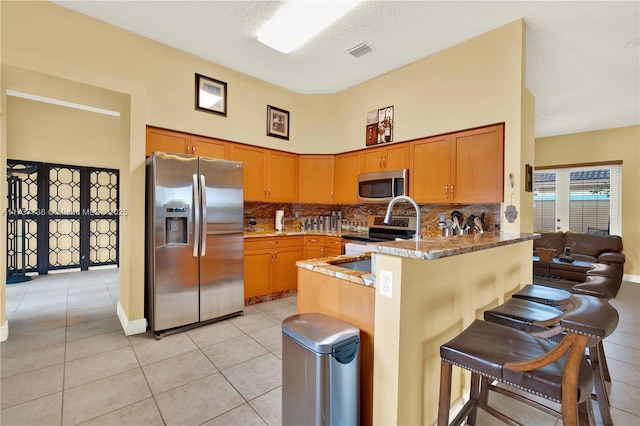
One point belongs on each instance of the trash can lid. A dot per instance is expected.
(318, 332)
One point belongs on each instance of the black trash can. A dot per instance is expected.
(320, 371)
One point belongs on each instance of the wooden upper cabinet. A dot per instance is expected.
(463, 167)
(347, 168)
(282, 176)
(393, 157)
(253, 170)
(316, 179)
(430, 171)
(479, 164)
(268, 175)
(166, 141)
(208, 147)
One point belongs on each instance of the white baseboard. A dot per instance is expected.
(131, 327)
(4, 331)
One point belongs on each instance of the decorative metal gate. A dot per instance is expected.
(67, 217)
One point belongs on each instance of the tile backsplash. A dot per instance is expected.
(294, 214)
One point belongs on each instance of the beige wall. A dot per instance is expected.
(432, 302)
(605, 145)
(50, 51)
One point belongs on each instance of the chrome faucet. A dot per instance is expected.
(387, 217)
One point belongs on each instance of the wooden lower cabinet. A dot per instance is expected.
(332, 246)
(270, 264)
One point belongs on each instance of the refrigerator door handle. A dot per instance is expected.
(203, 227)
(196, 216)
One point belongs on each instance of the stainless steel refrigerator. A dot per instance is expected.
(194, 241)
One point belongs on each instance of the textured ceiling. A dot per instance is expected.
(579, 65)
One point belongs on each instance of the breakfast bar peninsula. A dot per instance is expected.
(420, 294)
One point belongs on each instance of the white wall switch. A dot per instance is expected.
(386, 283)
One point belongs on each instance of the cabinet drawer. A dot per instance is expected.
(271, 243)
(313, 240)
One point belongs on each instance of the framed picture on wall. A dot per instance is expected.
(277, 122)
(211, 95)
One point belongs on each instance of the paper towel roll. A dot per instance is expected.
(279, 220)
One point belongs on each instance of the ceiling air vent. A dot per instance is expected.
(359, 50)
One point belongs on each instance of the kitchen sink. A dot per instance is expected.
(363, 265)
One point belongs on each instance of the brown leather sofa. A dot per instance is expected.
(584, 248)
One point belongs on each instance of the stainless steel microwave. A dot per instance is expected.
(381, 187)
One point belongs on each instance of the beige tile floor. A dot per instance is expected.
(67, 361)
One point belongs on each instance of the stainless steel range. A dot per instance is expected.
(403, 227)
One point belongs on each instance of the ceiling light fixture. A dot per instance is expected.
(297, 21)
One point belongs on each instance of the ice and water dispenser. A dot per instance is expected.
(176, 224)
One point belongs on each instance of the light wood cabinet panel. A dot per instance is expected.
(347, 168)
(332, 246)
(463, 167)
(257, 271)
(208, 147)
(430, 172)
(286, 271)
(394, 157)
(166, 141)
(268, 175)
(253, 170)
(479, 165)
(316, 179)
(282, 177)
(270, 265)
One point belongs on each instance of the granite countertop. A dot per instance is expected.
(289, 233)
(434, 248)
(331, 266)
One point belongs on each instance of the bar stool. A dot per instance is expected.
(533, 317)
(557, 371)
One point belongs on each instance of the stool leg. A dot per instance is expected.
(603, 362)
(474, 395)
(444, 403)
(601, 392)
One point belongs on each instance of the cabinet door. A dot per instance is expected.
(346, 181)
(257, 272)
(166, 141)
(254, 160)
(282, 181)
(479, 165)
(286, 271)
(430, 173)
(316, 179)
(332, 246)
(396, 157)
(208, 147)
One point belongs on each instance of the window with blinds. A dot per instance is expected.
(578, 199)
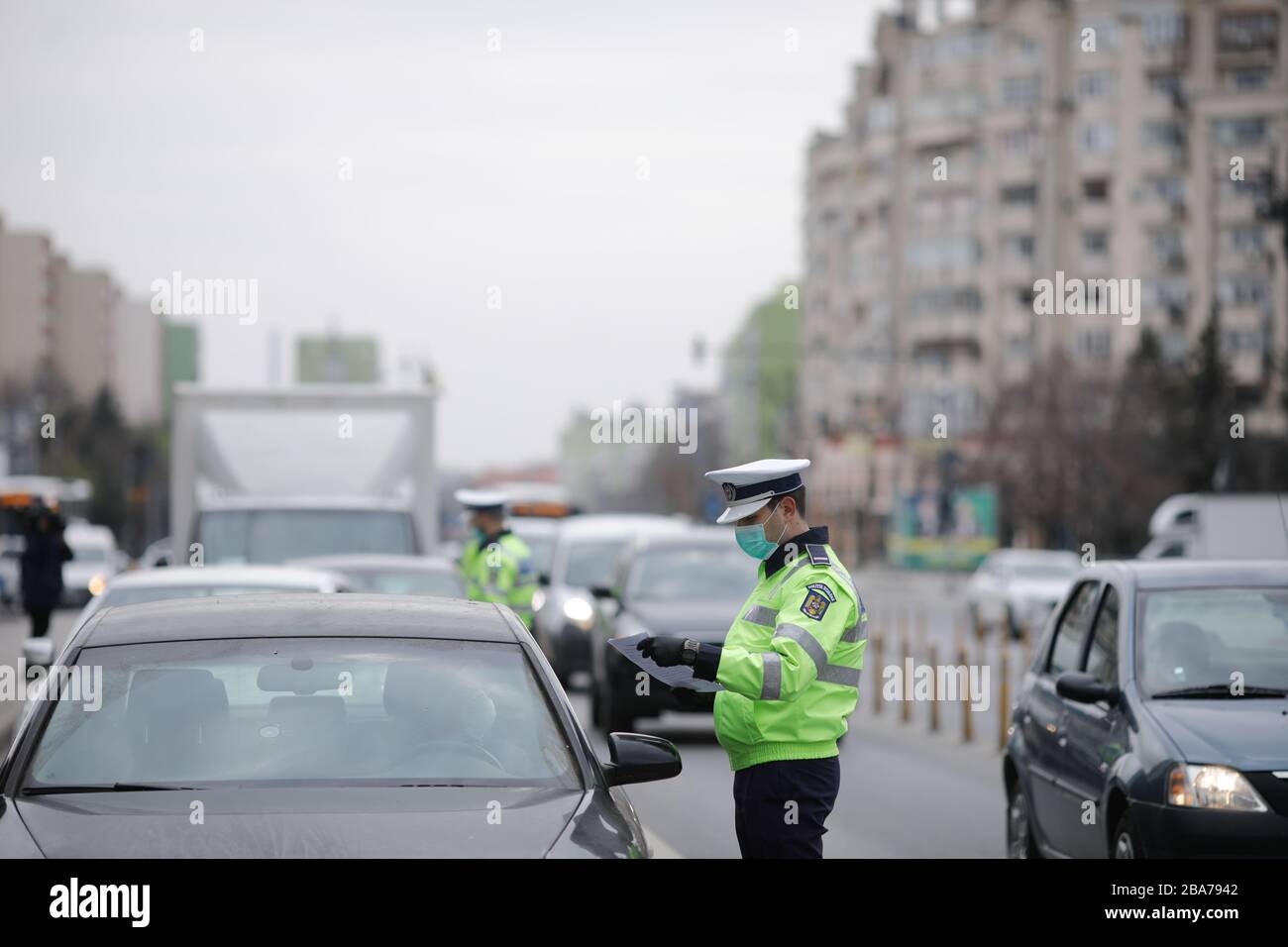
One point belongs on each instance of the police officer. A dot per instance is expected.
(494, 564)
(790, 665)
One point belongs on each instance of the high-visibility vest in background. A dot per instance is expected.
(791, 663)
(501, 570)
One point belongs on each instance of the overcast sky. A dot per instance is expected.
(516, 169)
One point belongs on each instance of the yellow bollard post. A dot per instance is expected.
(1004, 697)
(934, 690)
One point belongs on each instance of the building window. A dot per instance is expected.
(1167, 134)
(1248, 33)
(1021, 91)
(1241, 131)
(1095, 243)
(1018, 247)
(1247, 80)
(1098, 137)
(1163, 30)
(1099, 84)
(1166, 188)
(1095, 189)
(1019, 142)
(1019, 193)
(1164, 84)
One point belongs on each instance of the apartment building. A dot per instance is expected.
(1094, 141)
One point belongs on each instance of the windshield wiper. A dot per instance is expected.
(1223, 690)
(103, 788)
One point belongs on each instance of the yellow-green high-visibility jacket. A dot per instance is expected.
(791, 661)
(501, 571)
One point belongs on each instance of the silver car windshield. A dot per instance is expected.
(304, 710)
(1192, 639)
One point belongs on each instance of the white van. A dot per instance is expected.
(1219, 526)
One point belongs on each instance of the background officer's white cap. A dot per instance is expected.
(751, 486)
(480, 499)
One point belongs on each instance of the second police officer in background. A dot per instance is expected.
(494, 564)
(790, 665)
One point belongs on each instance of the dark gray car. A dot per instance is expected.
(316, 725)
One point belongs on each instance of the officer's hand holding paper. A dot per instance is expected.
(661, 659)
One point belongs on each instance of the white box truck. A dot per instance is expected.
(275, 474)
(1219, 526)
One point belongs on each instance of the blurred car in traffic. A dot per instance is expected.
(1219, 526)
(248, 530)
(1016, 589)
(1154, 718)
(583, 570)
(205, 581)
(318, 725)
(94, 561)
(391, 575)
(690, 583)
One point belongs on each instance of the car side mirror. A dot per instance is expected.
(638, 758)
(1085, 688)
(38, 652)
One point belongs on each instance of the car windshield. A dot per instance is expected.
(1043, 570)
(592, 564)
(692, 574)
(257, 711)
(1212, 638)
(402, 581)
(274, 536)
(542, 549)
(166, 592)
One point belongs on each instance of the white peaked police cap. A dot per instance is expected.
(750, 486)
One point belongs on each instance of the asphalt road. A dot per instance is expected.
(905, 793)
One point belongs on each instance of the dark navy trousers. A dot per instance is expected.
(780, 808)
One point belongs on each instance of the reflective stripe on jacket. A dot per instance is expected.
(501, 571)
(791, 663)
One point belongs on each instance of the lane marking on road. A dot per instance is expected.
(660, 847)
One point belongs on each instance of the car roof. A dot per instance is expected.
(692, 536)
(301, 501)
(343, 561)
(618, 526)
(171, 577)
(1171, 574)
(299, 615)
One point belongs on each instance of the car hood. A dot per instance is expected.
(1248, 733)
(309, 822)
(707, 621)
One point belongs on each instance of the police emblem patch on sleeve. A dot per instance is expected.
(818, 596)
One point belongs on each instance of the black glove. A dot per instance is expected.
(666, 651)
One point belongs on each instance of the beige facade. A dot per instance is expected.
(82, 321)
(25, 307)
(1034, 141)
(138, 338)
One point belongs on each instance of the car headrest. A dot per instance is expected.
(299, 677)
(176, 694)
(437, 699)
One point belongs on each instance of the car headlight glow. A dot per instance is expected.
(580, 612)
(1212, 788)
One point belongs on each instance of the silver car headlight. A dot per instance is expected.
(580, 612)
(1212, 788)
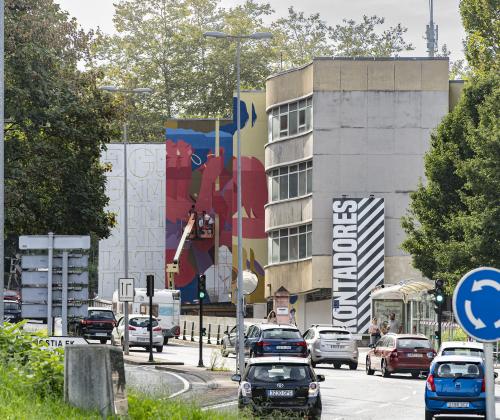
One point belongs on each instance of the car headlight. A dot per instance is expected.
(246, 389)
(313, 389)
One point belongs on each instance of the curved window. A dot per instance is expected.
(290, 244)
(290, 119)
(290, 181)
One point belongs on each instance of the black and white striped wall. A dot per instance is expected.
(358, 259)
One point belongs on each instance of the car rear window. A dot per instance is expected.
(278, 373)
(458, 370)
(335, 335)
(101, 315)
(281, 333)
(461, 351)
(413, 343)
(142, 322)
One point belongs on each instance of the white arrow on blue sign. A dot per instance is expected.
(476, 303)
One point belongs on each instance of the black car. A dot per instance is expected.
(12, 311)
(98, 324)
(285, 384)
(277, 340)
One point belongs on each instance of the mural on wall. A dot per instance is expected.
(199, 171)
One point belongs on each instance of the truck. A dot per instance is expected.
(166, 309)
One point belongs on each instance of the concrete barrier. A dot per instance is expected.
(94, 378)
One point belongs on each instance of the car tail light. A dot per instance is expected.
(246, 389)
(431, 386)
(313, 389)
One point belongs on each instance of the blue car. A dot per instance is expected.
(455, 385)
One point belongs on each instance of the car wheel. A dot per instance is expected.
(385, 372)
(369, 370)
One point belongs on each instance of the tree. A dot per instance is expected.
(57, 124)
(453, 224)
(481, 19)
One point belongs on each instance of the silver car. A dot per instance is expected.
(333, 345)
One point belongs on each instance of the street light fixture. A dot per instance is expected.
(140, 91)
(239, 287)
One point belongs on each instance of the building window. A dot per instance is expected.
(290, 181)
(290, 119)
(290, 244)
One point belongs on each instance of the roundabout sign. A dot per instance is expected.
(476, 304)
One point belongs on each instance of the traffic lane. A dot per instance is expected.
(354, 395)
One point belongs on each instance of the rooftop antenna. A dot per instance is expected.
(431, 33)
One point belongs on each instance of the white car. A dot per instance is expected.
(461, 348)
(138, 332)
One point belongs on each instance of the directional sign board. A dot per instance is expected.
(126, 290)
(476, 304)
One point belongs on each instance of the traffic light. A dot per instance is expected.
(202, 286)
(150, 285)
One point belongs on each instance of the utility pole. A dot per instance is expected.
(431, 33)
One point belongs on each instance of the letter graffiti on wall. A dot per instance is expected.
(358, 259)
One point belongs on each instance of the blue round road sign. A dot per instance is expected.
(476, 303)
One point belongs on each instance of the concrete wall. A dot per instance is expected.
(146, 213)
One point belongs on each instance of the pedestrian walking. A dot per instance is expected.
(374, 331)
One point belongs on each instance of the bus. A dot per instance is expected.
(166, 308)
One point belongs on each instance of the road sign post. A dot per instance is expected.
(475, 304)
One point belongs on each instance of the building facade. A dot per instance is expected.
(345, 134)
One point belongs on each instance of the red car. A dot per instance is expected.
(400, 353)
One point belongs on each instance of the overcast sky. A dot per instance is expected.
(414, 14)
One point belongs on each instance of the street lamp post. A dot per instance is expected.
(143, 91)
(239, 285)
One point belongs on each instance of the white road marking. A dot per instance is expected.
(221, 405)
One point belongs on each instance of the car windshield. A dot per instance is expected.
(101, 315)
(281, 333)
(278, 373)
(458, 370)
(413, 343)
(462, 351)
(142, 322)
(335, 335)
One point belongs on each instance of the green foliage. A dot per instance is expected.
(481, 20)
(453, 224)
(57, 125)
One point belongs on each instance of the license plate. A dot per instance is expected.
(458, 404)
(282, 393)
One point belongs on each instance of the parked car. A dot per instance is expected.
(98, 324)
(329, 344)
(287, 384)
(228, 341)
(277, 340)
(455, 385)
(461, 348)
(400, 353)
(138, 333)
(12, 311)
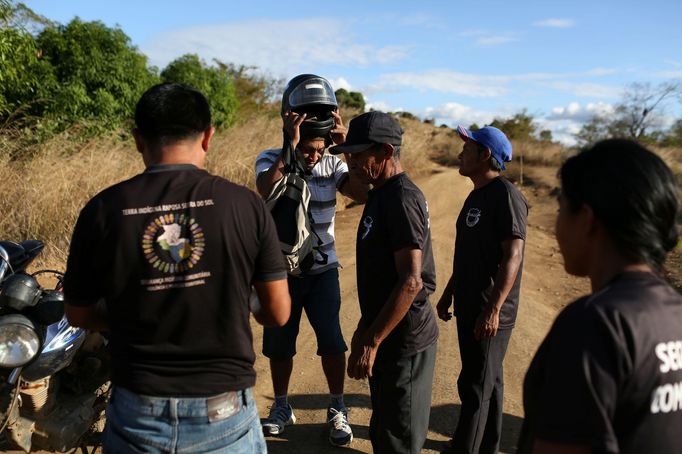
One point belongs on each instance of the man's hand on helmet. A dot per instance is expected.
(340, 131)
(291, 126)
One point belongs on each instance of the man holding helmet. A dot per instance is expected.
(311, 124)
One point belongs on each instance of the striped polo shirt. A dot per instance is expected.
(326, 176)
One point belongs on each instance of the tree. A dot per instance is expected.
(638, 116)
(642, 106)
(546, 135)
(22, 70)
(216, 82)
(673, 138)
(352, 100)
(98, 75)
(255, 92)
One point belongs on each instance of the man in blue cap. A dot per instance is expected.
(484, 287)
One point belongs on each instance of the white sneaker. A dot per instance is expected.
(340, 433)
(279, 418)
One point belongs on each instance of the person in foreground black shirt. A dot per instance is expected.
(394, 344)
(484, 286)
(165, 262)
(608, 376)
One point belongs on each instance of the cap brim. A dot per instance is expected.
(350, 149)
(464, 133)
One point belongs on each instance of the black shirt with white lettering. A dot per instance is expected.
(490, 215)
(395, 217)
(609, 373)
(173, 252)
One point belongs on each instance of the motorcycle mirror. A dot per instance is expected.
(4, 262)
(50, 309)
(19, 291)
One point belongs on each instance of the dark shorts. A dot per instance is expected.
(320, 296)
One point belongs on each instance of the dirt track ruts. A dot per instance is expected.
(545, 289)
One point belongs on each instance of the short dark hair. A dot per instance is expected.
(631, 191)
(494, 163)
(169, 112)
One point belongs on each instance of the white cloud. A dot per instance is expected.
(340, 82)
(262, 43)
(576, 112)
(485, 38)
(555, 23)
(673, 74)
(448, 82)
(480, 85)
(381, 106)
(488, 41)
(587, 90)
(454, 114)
————————
Task details
Set down each line from the line containing "One point belongs on each instance of the short" through the final line of the data, exactly and with nothing added.

Response below
One point belongs on each instance of the short dark hair. A dot per instance is expected.
(631, 191)
(494, 163)
(169, 112)
One point belongs on each instance of the white cloud. A dot per instance is expected.
(340, 82)
(262, 43)
(576, 112)
(485, 38)
(555, 23)
(673, 74)
(448, 82)
(480, 85)
(381, 106)
(488, 41)
(587, 90)
(454, 114)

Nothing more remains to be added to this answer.